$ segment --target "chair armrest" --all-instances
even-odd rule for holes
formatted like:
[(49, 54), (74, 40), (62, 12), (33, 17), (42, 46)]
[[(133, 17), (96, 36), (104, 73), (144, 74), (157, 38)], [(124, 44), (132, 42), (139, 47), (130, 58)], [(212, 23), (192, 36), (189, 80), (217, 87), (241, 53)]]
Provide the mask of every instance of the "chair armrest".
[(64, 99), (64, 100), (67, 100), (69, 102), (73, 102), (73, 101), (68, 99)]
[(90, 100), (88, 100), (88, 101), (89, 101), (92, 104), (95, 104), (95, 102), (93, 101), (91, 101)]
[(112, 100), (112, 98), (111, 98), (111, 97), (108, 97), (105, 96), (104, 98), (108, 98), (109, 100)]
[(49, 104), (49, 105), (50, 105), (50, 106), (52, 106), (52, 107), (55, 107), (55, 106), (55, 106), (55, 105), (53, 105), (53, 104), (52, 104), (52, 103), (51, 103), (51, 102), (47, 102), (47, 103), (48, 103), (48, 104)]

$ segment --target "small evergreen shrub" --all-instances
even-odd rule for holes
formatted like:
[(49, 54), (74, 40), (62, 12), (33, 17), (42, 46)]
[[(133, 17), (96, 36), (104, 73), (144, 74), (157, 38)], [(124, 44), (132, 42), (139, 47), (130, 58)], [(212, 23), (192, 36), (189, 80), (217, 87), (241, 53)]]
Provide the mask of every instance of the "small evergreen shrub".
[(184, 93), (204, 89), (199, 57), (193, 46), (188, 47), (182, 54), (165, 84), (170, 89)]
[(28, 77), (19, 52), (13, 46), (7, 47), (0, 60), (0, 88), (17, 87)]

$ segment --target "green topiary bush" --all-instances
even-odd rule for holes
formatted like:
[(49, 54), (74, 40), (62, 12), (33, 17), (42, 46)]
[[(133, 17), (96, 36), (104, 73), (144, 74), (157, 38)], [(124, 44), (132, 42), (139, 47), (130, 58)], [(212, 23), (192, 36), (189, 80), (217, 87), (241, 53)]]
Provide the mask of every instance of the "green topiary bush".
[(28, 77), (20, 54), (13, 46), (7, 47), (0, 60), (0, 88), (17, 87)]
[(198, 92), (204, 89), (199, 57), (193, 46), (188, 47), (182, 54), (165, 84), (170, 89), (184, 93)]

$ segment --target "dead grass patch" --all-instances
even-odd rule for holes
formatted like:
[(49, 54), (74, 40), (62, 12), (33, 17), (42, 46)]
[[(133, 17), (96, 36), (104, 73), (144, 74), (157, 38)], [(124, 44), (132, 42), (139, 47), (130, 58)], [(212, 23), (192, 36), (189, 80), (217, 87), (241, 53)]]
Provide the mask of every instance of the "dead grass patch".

★ ★ ★ ★ ★ ★ ★

What is being asked >> Render the material from its first line up to and including the line containing "98), (109, 100)]" as a numbered list, omitting any blank lines.

Task output >>
1. $ segment --target "chair armrest" --all-instances
2. even-odd rule for holes
3. formatted like:
4. [(49, 54), (74, 40), (62, 12), (33, 17), (42, 46)]
5. [[(133, 17), (96, 36), (104, 73), (144, 74), (157, 38)], [(124, 44), (132, 42), (139, 47), (130, 58)], [(212, 23), (192, 36), (189, 80), (217, 87), (241, 53)]]
6. Provide the mask of every instance of the "chair armrest".
7. [(64, 99), (64, 100), (67, 100), (69, 102), (73, 102), (73, 101), (68, 99)]
8. [(90, 100), (88, 100), (88, 101), (89, 101), (92, 104), (95, 104), (95, 102), (93, 101), (91, 101)]
9. [(112, 100), (112, 98), (111, 98), (111, 97), (108, 97), (105, 96), (104, 98), (108, 98), (109, 100)]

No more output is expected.